В конце каждого акта он удостаивался одного или нескольких вызовов на сцену перед занавесом, а после «сцены представления» проявления восторга были поистине восторженными: возгласы «Браво!» смешивались с аплодисментами, вызывавшими его к рампе снова и снова. Мисс Эллен Терри покорила все сердца своим изысканным воплощением Офелии. Лучшего исполнителя этой прекрасной роли нынешнее поколение театралов здесь не видело и вряд ли увидит. Она получила свою полную долю почестей вечера, и ее появления перед занавесом неоднократно требовала и приветствовала с восторгом огромная аудитория, собравшаяся в зале.

«Адвертайзер», «Травелер», «Глоуб», «Пост» — поистине вся бостонская ежедневная пресса — единодушно признавали достоинства Ирвинга и его работы. «Транскрипт» была особенно хвалебной в своем освещении «Гамлета». Как правило, рецензии писались с прекрасной литературной точки зрения. Интересно привести два кратких примера этого: один из газеты «Травелер»:

Об исполнении мистером Ирвингом этой роли мы можем честно сказать, что, хотя оно почти полностью отличается от игры практически каждого актера, которого мы видели в «Гамлете», оно изобиловало красотами, новыми режиссерскими находками, новыми трактовками сценических положений. Оно было ученым и вдумчивым, исполненным благородства и достоинства, нежным, но страстным, мстительным, но человечным, сыновним, но мужественным. Офелия мисс Эллен Терри была превосходно восхитительна. В начальных сценах она была простодушно-девической, но в то же время женственной. Она была милой, нежной, изящной, любящей и достойной любви. Как актерская работа, она была «исполнена всех благородных добродетелей». Она была чрезвычайно сильна в сцене безумия в четвёртом акте, и в то же время не менее утонченна и интеллектуальна; и хотя ее во всех отношениях можно рассматривать как безупречное произведение драматического искусства, она оставалась верной жизни и лучшим инстинктам женской природы.

:::

Перепишите фрагмент источника, начиная со слов «В конце каждого» и заканчивая словами «собравшаяся в зале.», заменив «огромная аудитория» на «многочисленная публика».

:::

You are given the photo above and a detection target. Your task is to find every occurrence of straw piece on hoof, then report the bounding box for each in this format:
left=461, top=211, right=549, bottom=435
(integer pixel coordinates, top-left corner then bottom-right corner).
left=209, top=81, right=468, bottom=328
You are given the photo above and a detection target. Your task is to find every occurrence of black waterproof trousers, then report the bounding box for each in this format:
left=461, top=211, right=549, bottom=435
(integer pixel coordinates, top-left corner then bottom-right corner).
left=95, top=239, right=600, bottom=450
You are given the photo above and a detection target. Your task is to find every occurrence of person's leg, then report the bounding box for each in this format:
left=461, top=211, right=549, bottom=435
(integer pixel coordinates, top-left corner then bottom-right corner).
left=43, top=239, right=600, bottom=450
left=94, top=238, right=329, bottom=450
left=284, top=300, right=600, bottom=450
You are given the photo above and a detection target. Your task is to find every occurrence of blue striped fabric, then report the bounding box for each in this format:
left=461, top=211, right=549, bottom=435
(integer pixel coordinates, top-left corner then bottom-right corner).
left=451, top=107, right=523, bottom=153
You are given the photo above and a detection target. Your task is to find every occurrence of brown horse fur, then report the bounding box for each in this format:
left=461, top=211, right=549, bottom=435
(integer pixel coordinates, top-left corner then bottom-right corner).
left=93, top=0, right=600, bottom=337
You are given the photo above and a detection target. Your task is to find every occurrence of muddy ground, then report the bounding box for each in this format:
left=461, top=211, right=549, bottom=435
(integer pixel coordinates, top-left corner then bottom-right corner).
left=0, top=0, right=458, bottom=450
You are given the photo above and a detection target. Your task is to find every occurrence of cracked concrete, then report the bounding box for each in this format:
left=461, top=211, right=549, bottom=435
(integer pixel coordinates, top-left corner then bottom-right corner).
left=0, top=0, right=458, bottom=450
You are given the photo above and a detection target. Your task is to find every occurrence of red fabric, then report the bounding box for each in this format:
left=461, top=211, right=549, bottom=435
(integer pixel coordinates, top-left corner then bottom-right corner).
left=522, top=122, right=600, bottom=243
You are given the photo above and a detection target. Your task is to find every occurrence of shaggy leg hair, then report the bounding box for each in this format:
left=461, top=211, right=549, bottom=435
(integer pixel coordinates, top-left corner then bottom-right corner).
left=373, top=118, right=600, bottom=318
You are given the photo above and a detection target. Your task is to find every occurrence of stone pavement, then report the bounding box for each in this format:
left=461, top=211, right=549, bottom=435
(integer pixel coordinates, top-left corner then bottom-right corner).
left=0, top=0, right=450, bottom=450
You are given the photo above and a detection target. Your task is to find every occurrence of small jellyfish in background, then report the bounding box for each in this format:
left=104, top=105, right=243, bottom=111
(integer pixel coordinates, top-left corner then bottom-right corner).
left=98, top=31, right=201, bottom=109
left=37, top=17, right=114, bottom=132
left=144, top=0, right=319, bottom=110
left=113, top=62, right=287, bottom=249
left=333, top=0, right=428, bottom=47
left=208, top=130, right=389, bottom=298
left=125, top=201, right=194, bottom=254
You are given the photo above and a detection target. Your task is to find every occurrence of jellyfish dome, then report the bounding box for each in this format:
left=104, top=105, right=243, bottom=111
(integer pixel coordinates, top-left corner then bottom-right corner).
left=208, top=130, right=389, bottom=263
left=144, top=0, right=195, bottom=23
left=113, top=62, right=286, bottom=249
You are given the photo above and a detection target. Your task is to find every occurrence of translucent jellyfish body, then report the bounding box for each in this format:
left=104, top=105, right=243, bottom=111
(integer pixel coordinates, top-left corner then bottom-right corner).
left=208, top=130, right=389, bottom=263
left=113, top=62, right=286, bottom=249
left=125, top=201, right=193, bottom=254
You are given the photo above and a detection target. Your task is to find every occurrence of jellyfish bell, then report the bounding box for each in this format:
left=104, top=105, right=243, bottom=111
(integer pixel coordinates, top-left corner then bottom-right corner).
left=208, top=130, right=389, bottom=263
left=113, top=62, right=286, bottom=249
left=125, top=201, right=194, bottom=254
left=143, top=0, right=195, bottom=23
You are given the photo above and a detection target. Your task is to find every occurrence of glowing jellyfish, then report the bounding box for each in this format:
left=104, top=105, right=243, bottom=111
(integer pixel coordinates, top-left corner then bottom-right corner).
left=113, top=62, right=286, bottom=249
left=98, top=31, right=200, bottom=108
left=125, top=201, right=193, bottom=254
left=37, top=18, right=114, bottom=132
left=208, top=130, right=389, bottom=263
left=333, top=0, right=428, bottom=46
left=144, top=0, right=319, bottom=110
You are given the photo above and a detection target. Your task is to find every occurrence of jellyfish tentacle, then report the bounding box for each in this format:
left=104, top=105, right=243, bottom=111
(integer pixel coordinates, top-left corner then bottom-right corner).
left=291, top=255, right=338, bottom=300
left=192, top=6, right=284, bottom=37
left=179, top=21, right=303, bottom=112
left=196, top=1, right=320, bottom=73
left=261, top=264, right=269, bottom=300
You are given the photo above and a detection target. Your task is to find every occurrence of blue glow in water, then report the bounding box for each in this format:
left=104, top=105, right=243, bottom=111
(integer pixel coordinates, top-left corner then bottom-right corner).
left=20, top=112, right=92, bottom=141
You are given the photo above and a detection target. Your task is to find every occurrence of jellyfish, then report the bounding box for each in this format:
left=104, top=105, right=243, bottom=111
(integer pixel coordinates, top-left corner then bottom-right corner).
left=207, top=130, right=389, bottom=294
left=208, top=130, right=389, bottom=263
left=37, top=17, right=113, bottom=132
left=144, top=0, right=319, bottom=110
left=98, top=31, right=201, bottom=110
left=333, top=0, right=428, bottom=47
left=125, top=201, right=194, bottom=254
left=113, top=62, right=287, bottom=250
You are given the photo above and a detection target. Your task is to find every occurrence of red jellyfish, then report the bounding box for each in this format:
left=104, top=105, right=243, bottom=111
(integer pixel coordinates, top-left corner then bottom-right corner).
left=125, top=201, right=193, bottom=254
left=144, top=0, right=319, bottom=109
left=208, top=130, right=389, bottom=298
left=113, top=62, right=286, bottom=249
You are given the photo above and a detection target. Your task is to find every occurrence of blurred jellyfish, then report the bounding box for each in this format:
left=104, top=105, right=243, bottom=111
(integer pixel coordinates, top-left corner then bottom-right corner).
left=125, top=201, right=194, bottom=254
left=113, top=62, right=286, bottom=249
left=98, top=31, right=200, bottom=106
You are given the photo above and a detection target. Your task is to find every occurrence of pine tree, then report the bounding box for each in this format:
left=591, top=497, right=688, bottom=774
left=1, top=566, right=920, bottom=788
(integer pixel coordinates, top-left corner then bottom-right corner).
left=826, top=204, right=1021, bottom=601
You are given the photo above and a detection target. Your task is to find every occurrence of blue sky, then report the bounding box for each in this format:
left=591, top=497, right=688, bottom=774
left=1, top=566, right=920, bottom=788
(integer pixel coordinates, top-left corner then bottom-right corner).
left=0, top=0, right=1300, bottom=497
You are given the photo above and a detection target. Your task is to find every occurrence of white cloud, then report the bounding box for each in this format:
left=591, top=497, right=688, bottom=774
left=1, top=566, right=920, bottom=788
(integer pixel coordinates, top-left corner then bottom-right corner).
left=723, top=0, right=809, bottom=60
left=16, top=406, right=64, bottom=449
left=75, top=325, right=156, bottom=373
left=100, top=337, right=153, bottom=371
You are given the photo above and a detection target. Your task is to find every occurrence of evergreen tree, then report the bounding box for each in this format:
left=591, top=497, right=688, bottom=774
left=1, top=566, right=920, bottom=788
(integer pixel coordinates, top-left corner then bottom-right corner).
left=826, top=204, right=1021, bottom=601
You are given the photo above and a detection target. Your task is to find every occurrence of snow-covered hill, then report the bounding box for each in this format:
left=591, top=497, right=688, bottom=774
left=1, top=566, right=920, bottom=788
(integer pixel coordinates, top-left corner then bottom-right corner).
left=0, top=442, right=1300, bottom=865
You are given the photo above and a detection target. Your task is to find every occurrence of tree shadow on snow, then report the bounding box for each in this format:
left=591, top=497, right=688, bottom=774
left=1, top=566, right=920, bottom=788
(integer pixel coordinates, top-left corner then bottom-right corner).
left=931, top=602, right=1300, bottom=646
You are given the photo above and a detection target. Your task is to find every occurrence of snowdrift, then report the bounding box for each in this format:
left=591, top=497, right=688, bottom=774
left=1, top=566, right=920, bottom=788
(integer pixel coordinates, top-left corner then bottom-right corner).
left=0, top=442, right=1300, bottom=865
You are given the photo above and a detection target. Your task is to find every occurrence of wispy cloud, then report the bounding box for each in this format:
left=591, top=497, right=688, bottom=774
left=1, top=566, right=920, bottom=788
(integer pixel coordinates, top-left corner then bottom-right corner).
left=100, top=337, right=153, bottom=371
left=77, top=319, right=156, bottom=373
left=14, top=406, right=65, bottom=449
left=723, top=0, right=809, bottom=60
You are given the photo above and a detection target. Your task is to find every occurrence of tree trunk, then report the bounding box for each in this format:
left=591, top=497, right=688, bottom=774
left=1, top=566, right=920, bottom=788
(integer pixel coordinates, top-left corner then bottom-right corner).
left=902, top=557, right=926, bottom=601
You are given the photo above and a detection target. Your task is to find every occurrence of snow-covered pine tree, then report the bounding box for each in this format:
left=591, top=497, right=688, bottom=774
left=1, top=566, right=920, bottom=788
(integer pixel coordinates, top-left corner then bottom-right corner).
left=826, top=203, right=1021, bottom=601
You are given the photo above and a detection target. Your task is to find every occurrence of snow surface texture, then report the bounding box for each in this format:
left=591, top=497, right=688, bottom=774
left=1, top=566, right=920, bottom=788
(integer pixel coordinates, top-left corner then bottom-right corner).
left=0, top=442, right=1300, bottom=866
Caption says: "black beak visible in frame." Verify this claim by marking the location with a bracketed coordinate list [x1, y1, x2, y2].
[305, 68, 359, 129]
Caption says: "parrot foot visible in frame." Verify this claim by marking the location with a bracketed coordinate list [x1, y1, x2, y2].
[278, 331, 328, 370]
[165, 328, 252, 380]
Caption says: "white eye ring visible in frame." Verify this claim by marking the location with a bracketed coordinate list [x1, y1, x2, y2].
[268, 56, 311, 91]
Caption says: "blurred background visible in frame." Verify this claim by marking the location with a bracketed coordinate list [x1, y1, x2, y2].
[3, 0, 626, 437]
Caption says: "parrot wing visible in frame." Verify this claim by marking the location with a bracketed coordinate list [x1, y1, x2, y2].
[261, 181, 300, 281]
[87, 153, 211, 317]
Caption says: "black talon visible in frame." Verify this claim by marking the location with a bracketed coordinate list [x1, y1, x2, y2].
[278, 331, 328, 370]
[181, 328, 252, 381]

:::

• _ОТВЕТ НА ЗАДАНИЕ_:
В конце каждого акта он удостаивался одного или нескольких вызовов на сцену перед занавесом, а после «сцены представления» проявления восторга были поистине восторженными: возгласы «Браво!» смешивались с аплодисментами, вызывавшими его к рампе снова и снова. Мисс Эллен Терри покорила все сердца своим изысканным воплощением Офелии. Лучшего исполнителя этой прекрасной роли нынешнее поколение театралов здесь не видело и вряд ли увидит. Она получила свою полную долю почестей вечера, и ее появления перед занавесом неоднократно требовала и приветствовала с восторгом многочисленная публика, собравшаяся в зале.